>>>>>
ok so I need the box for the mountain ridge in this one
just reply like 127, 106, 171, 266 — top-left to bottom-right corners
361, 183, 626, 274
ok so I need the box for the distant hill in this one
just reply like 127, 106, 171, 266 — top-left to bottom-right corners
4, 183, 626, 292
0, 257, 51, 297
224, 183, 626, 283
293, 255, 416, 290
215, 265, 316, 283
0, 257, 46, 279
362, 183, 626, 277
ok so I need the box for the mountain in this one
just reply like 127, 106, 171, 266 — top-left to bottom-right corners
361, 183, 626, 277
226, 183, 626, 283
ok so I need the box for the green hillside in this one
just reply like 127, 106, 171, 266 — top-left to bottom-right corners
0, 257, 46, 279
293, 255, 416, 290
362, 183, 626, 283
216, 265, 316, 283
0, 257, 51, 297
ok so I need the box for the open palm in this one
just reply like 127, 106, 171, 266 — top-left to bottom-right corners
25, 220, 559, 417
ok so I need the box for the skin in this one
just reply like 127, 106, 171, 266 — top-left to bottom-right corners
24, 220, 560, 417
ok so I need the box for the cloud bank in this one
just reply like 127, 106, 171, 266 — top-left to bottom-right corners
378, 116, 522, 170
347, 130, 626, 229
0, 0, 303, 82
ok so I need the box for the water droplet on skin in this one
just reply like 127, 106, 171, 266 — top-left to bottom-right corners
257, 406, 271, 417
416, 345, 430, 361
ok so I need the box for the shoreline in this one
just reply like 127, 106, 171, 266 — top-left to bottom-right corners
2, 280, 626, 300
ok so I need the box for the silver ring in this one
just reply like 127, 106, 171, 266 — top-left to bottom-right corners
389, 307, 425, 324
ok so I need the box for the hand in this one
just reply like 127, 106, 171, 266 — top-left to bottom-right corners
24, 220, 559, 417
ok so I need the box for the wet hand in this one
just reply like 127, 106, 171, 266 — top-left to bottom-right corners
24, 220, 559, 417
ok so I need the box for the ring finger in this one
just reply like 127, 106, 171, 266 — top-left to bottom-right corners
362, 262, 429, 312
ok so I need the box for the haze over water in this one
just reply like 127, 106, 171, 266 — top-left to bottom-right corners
<<<<<
## WORK ORDER
Word search in the records above: please count the lines holding "skin" and state the count alone.

## WRITTEN RESPONSE
2